» **TASK TO COMPLETE**
In the entries that follow, locate the line with "Given the image above, identify every bridge", then restate that line and all later lines exactly as they appear, leaving pictures out.

» **DATA SUPPLIED**
◆ ◆ ◆ ◆ ◆ ◆ ◆

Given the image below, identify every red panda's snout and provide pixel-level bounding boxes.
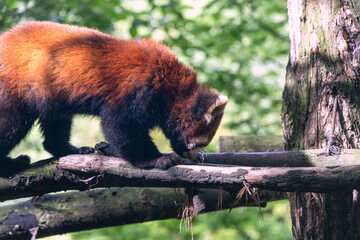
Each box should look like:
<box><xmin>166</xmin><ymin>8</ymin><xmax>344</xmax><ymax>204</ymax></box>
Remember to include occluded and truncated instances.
<box><xmin>179</xmin><ymin>95</ymin><xmax>228</xmax><ymax>161</ymax></box>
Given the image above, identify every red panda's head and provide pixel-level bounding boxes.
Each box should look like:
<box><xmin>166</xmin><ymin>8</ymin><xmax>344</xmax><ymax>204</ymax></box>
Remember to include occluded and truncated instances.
<box><xmin>165</xmin><ymin>89</ymin><xmax>228</xmax><ymax>160</ymax></box>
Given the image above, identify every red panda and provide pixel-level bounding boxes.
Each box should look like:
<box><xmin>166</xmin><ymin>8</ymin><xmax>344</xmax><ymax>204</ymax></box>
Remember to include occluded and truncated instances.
<box><xmin>0</xmin><ymin>22</ymin><xmax>227</xmax><ymax>169</ymax></box>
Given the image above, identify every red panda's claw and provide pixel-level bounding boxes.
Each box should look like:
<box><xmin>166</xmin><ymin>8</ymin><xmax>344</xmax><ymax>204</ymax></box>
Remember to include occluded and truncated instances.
<box><xmin>79</xmin><ymin>147</ymin><xmax>95</xmax><ymax>154</ymax></box>
<box><xmin>153</xmin><ymin>153</ymin><xmax>182</xmax><ymax>169</ymax></box>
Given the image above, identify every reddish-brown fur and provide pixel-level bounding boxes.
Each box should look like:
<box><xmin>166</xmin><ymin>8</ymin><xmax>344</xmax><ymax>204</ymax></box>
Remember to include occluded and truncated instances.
<box><xmin>0</xmin><ymin>22</ymin><xmax>226</xmax><ymax>168</ymax></box>
<box><xmin>0</xmin><ymin>22</ymin><xmax>197</xmax><ymax>108</ymax></box>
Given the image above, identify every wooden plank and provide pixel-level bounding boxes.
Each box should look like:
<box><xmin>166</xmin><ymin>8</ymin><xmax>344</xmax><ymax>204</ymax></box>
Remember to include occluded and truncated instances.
<box><xmin>219</xmin><ymin>135</ymin><xmax>284</xmax><ymax>152</ymax></box>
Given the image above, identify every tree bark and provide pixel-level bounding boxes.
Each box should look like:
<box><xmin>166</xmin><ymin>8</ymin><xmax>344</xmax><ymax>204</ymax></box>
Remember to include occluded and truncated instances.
<box><xmin>0</xmin><ymin>188</ymin><xmax>279</xmax><ymax>240</ymax></box>
<box><xmin>282</xmin><ymin>0</ymin><xmax>360</xmax><ymax>239</ymax></box>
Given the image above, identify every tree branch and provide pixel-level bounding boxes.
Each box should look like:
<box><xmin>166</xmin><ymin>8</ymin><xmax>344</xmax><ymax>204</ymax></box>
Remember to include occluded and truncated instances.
<box><xmin>0</xmin><ymin>188</ymin><xmax>285</xmax><ymax>240</ymax></box>
<box><xmin>0</xmin><ymin>149</ymin><xmax>360</xmax><ymax>201</ymax></box>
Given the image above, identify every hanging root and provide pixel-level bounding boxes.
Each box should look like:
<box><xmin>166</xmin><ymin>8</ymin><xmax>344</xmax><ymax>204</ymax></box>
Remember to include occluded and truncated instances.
<box><xmin>180</xmin><ymin>187</ymin><xmax>205</xmax><ymax>240</ymax></box>
<box><xmin>229</xmin><ymin>180</ymin><xmax>263</xmax><ymax>218</ymax></box>
<box><xmin>216</xmin><ymin>186</ymin><xmax>223</xmax><ymax>210</ymax></box>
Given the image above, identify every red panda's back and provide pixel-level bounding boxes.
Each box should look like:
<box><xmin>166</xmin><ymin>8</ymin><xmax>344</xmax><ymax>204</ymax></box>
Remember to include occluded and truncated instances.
<box><xmin>0</xmin><ymin>22</ymin><xmax>115</xmax><ymax>102</ymax></box>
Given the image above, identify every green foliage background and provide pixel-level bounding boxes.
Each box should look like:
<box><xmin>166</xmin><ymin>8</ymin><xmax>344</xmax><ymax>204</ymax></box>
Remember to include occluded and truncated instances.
<box><xmin>0</xmin><ymin>0</ymin><xmax>291</xmax><ymax>240</ymax></box>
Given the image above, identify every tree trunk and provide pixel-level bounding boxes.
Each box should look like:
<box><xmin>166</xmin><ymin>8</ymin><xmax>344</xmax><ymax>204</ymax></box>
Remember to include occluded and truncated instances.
<box><xmin>282</xmin><ymin>0</ymin><xmax>360</xmax><ymax>239</ymax></box>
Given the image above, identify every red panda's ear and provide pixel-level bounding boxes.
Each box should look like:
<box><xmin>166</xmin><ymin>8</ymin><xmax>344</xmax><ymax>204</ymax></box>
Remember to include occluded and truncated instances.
<box><xmin>204</xmin><ymin>95</ymin><xmax>228</xmax><ymax>124</ymax></box>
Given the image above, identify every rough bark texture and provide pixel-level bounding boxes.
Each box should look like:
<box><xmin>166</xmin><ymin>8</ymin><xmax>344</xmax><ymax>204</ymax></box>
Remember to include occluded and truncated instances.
<box><xmin>282</xmin><ymin>0</ymin><xmax>360</xmax><ymax>239</ymax></box>
<box><xmin>0</xmin><ymin>152</ymin><xmax>360</xmax><ymax>201</ymax></box>
<box><xmin>0</xmin><ymin>188</ymin><xmax>281</xmax><ymax>240</ymax></box>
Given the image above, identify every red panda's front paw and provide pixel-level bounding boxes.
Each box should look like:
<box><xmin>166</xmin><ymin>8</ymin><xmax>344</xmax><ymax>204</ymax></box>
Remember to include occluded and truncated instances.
<box><xmin>153</xmin><ymin>153</ymin><xmax>182</xmax><ymax>169</ymax></box>
<box><xmin>78</xmin><ymin>147</ymin><xmax>95</xmax><ymax>154</ymax></box>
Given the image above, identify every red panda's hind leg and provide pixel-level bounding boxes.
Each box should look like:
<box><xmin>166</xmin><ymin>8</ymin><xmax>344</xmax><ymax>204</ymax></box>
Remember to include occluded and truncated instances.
<box><xmin>0</xmin><ymin>106</ymin><xmax>36</xmax><ymax>175</ymax></box>
<box><xmin>40</xmin><ymin>116</ymin><xmax>94</xmax><ymax>157</ymax></box>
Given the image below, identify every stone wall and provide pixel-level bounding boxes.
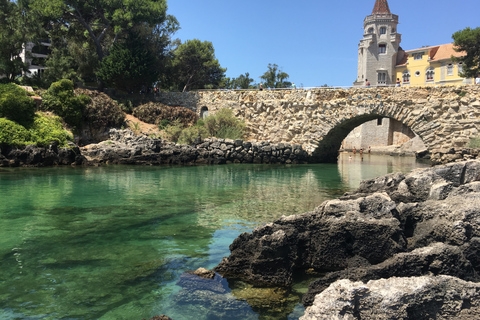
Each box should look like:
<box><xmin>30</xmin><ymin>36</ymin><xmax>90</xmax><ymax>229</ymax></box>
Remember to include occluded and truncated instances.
<box><xmin>159</xmin><ymin>85</ymin><xmax>480</xmax><ymax>161</ymax></box>
<box><xmin>81</xmin><ymin>129</ymin><xmax>310</xmax><ymax>165</ymax></box>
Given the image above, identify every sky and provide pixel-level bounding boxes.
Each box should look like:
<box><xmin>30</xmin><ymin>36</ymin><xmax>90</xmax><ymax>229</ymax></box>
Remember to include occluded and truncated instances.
<box><xmin>167</xmin><ymin>0</ymin><xmax>480</xmax><ymax>87</ymax></box>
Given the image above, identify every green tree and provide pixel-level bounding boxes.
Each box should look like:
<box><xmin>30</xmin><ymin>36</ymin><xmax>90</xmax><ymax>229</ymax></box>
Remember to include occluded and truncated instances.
<box><xmin>98</xmin><ymin>32</ymin><xmax>158</xmax><ymax>92</ymax></box>
<box><xmin>170</xmin><ymin>39</ymin><xmax>226</xmax><ymax>91</ymax></box>
<box><xmin>232</xmin><ymin>72</ymin><xmax>254</xmax><ymax>89</ymax></box>
<box><xmin>260</xmin><ymin>63</ymin><xmax>292</xmax><ymax>88</ymax></box>
<box><xmin>31</xmin><ymin>0</ymin><xmax>178</xmax><ymax>89</ymax></box>
<box><xmin>452</xmin><ymin>27</ymin><xmax>480</xmax><ymax>78</ymax></box>
<box><xmin>0</xmin><ymin>0</ymin><xmax>28</xmax><ymax>82</ymax></box>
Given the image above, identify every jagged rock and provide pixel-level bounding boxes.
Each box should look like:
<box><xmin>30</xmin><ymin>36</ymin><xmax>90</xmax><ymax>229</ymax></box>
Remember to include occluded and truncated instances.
<box><xmin>214</xmin><ymin>161</ymin><xmax>480</xmax><ymax>320</ymax></box>
<box><xmin>0</xmin><ymin>141</ymin><xmax>86</xmax><ymax>167</ymax></box>
<box><xmin>303</xmin><ymin>243</ymin><xmax>477</xmax><ymax>306</ymax></box>
<box><xmin>300</xmin><ymin>275</ymin><xmax>480</xmax><ymax>320</ymax></box>
<box><xmin>82</xmin><ymin>129</ymin><xmax>309</xmax><ymax>165</ymax></box>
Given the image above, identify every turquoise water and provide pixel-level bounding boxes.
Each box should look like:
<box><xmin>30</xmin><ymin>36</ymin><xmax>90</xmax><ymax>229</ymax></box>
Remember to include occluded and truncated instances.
<box><xmin>0</xmin><ymin>155</ymin><xmax>427</xmax><ymax>320</ymax></box>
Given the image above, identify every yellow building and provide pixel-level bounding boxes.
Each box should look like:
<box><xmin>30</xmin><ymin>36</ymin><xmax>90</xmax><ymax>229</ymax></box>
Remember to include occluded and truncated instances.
<box><xmin>395</xmin><ymin>43</ymin><xmax>473</xmax><ymax>86</ymax></box>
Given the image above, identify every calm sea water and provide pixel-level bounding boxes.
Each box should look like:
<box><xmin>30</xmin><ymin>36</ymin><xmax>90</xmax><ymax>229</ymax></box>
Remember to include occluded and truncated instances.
<box><xmin>0</xmin><ymin>154</ymin><xmax>428</xmax><ymax>320</ymax></box>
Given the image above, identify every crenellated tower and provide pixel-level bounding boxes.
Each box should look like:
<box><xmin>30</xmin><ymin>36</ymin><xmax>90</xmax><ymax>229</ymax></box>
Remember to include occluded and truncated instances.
<box><xmin>354</xmin><ymin>0</ymin><xmax>402</xmax><ymax>86</ymax></box>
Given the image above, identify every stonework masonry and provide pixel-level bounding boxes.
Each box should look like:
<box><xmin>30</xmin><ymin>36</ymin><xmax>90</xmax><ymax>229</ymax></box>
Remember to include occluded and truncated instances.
<box><xmin>158</xmin><ymin>85</ymin><xmax>480</xmax><ymax>162</ymax></box>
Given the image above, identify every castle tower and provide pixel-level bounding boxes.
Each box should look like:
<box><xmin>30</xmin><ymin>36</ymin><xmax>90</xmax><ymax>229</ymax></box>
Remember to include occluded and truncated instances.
<box><xmin>354</xmin><ymin>0</ymin><xmax>402</xmax><ymax>86</ymax></box>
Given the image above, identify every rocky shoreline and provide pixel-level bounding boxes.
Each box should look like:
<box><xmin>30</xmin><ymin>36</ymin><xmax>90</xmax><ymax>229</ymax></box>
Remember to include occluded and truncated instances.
<box><xmin>214</xmin><ymin>161</ymin><xmax>480</xmax><ymax>320</ymax></box>
<box><xmin>0</xmin><ymin>129</ymin><xmax>480</xmax><ymax>167</ymax></box>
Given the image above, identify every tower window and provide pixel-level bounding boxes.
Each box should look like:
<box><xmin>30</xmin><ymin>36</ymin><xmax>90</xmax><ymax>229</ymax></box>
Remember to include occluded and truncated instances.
<box><xmin>425</xmin><ymin>68</ymin><xmax>435</xmax><ymax>81</ymax></box>
<box><xmin>377</xmin><ymin>72</ymin><xmax>387</xmax><ymax>84</ymax></box>
<box><xmin>402</xmin><ymin>70</ymin><xmax>410</xmax><ymax>83</ymax></box>
<box><xmin>378</xmin><ymin>44</ymin><xmax>387</xmax><ymax>53</ymax></box>
<box><xmin>447</xmin><ymin>63</ymin><xmax>453</xmax><ymax>76</ymax></box>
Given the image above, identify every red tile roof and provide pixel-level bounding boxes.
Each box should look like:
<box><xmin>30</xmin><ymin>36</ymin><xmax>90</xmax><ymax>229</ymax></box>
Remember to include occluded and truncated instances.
<box><xmin>430</xmin><ymin>43</ymin><xmax>467</xmax><ymax>61</ymax></box>
<box><xmin>396</xmin><ymin>43</ymin><xmax>467</xmax><ymax>67</ymax></box>
<box><xmin>372</xmin><ymin>0</ymin><xmax>391</xmax><ymax>14</ymax></box>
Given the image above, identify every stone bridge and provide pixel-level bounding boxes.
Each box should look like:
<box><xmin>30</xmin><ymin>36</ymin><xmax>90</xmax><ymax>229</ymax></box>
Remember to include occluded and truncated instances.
<box><xmin>159</xmin><ymin>85</ymin><xmax>480</xmax><ymax>162</ymax></box>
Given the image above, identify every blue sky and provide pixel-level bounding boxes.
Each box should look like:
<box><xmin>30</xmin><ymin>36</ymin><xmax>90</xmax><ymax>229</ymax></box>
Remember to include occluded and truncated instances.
<box><xmin>167</xmin><ymin>0</ymin><xmax>480</xmax><ymax>87</ymax></box>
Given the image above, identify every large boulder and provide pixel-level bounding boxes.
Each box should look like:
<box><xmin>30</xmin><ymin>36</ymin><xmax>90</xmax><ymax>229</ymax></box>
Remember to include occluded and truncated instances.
<box><xmin>300</xmin><ymin>275</ymin><xmax>480</xmax><ymax>320</ymax></box>
<box><xmin>214</xmin><ymin>161</ymin><xmax>480</xmax><ymax>319</ymax></box>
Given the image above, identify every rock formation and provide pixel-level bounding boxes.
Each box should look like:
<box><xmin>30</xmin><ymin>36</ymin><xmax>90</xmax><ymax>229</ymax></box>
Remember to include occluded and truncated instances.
<box><xmin>82</xmin><ymin>129</ymin><xmax>308</xmax><ymax>165</ymax></box>
<box><xmin>0</xmin><ymin>142</ymin><xmax>86</xmax><ymax>167</ymax></box>
<box><xmin>214</xmin><ymin>161</ymin><xmax>480</xmax><ymax>320</ymax></box>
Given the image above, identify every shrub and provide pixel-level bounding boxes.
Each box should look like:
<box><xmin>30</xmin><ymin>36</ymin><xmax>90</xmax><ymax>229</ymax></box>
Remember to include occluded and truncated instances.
<box><xmin>42</xmin><ymin>79</ymin><xmax>90</xmax><ymax>129</ymax></box>
<box><xmin>0</xmin><ymin>118</ymin><xmax>34</xmax><ymax>146</ymax></box>
<box><xmin>178</xmin><ymin>125</ymin><xmax>207</xmax><ymax>144</ymax></box>
<box><xmin>133</xmin><ymin>102</ymin><xmax>198</xmax><ymax>126</ymax></box>
<box><xmin>467</xmin><ymin>137</ymin><xmax>480</xmax><ymax>149</ymax></box>
<box><xmin>204</xmin><ymin>108</ymin><xmax>245</xmax><ymax>139</ymax></box>
<box><xmin>158</xmin><ymin>119</ymin><xmax>170</xmax><ymax>130</ymax></box>
<box><xmin>75</xmin><ymin>89</ymin><xmax>125</xmax><ymax>129</ymax></box>
<box><xmin>165</xmin><ymin>119</ymin><xmax>185</xmax><ymax>142</ymax></box>
<box><xmin>0</xmin><ymin>84</ymin><xmax>36</xmax><ymax>125</ymax></box>
<box><xmin>29</xmin><ymin>112</ymin><xmax>73</xmax><ymax>147</ymax></box>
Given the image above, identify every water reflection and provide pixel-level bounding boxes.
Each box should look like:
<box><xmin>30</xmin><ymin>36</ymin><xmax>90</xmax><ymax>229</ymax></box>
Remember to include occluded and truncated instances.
<box><xmin>0</xmin><ymin>155</ymin><xmax>430</xmax><ymax>320</ymax></box>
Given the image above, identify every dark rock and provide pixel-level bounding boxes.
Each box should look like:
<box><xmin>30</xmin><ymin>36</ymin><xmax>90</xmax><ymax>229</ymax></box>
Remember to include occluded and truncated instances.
<box><xmin>300</xmin><ymin>275</ymin><xmax>480</xmax><ymax>320</ymax></box>
<box><xmin>214</xmin><ymin>161</ymin><xmax>480</xmax><ymax>319</ymax></box>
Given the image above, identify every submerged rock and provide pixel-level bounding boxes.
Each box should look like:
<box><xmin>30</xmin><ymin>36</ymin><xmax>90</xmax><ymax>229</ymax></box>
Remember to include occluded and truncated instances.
<box><xmin>214</xmin><ymin>161</ymin><xmax>480</xmax><ymax>320</ymax></box>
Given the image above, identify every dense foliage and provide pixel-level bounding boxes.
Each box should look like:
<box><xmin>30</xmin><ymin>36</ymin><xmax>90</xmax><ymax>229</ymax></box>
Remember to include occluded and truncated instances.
<box><xmin>0</xmin><ymin>83</ymin><xmax>36</xmax><ymax>125</ymax></box>
<box><xmin>165</xmin><ymin>108</ymin><xmax>245</xmax><ymax>144</ymax></box>
<box><xmin>0</xmin><ymin>112</ymin><xmax>73</xmax><ymax>147</ymax></box>
<box><xmin>42</xmin><ymin>79</ymin><xmax>90</xmax><ymax>129</ymax></box>
<box><xmin>29</xmin><ymin>112</ymin><xmax>73</xmax><ymax>147</ymax></box>
<box><xmin>171</xmin><ymin>39</ymin><xmax>226</xmax><ymax>91</ymax></box>
<box><xmin>452</xmin><ymin>27</ymin><xmax>480</xmax><ymax>78</ymax></box>
<box><xmin>260</xmin><ymin>63</ymin><xmax>292</xmax><ymax>88</ymax></box>
<box><xmin>97</xmin><ymin>33</ymin><xmax>158</xmax><ymax>93</ymax></box>
<box><xmin>75</xmin><ymin>89</ymin><xmax>125</xmax><ymax>129</ymax></box>
<box><xmin>0</xmin><ymin>0</ymin><xmax>289</xmax><ymax>95</ymax></box>
<box><xmin>0</xmin><ymin>0</ymin><xmax>27</xmax><ymax>81</ymax></box>
<box><xmin>0</xmin><ymin>118</ymin><xmax>33</xmax><ymax>146</ymax></box>
<box><xmin>204</xmin><ymin>108</ymin><xmax>245</xmax><ymax>139</ymax></box>
<box><xmin>133</xmin><ymin>102</ymin><xmax>198</xmax><ymax>127</ymax></box>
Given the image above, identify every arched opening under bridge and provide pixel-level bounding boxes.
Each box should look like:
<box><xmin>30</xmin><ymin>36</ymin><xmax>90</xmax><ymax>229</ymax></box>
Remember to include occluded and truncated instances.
<box><xmin>313</xmin><ymin>114</ymin><xmax>426</xmax><ymax>163</ymax></box>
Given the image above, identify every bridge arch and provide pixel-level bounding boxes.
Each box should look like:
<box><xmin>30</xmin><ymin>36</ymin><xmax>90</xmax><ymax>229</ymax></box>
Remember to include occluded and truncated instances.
<box><xmin>312</xmin><ymin>105</ymin><xmax>436</xmax><ymax>163</ymax></box>
<box><xmin>158</xmin><ymin>85</ymin><xmax>480</xmax><ymax>161</ymax></box>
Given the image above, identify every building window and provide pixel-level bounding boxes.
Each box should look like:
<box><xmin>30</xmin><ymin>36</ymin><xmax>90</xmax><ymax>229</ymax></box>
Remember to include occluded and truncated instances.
<box><xmin>377</xmin><ymin>71</ymin><xmax>387</xmax><ymax>84</ymax></box>
<box><xmin>413</xmin><ymin>52</ymin><xmax>423</xmax><ymax>60</ymax></box>
<box><xmin>378</xmin><ymin>44</ymin><xmax>387</xmax><ymax>53</ymax></box>
<box><xmin>425</xmin><ymin>68</ymin><xmax>435</xmax><ymax>81</ymax></box>
<box><xmin>447</xmin><ymin>63</ymin><xmax>453</xmax><ymax>76</ymax></box>
<box><xmin>402</xmin><ymin>70</ymin><xmax>410</xmax><ymax>83</ymax></box>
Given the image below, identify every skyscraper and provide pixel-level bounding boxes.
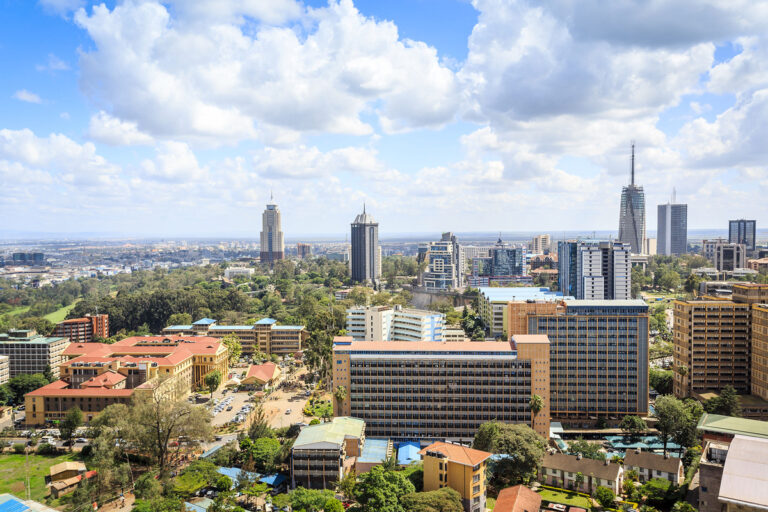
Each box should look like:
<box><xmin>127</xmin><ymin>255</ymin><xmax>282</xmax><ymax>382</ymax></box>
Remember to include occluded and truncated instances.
<box><xmin>728</xmin><ymin>219</ymin><xmax>756</xmax><ymax>251</ymax></box>
<box><xmin>656</xmin><ymin>192</ymin><xmax>688</xmax><ymax>255</ymax></box>
<box><xmin>619</xmin><ymin>144</ymin><xmax>645</xmax><ymax>254</ymax></box>
<box><xmin>351</xmin><ymin>205</ymin><xmax>381</xmax><ymax>284</ymax></box>
<box><xmin>260</xmin><ymin>194</ymin><xmax>285</xmax><ymax>266</ymax></box>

◆ ◆ ◆ ◆ ◆ ◆ ◆

» **FINAL ANSWER**
Given the image above, identify every bridge arch and provide pixel-level bounding boxes.
Each box should look like:
<box><xmin>30</xmin><ymin>36</ymin><xmax>90</xmax><ymax>229</ymax></box>
Remember to include occluded and truncated instances.
<box><xmin>312</xmin><ymin>105</ymin><xmax>436</xmax><ymax>163</ymax></box>
<box><xmin>158</xmin><ymin>85</ymin><xmax>480</xmax><ymax>161</ymax></box>
Given the image above, identify every building window and provide pixel-level bounding boxes.
Each box should look like:
<box><xmin>30</xmin><ymin>36</ymin><xmax>90</xmax><ymax>229</ymax></box>
Remember to include occluded and truncated instances.
<box><xmin>377</xmin><ymin>71</ymin><xmax>387</xmax><ymax>84</ymax></box>
<box><xmin>413</xmin><ymin>52</ymin><xmax>423</xmax><ymax>60</ymax></box>
<box><xmin>378</xmin><ymin>44</ymin><xmax>387</xmax><ymax>53</ymax></box>
<box><xmin>425</xmin><ymin>68</ymin><xmax>435</xmax><ymax>81</ymax></box>
<box><xmin>447</xmin><ymin>63</ymin><xmax>453</xmax><ymax>76</ymax></box>
<box><xmin>402</xmin><ymin>70</ymin><xmax>410</xmax><ymax>83</ymax></box>
Given the image below, identify every skyscraper and provide pixel-level bounding boxes.
Each box should look like:
<box><xmin>127</xmin><ymin>255</ymin><xmax>282</xmax><ymax>382</ymax></box>
Remember to include occluded and truncated instances.
<box><xmin>728</xmin><ymin>219</ymin><xmax>756</xmax><ymax>251</ymax></box>
<box><xmin>656</xmin><ymin>192</ymin><xmax>688</xmax><ymax>255</ymax></box>
<box><xmin>619</xmin><ymin>144</ymin><xmax>645</xmax><ymax>254</ymax></box>
<box><xmin>351</xmin><ymin>205</ymin><xmax>381</xmax><ymax>284</ymax></box>
<box><xmin>260</xmin><ymin>194</ymin><xmax>285</xmax><ymax>266</ymax></box>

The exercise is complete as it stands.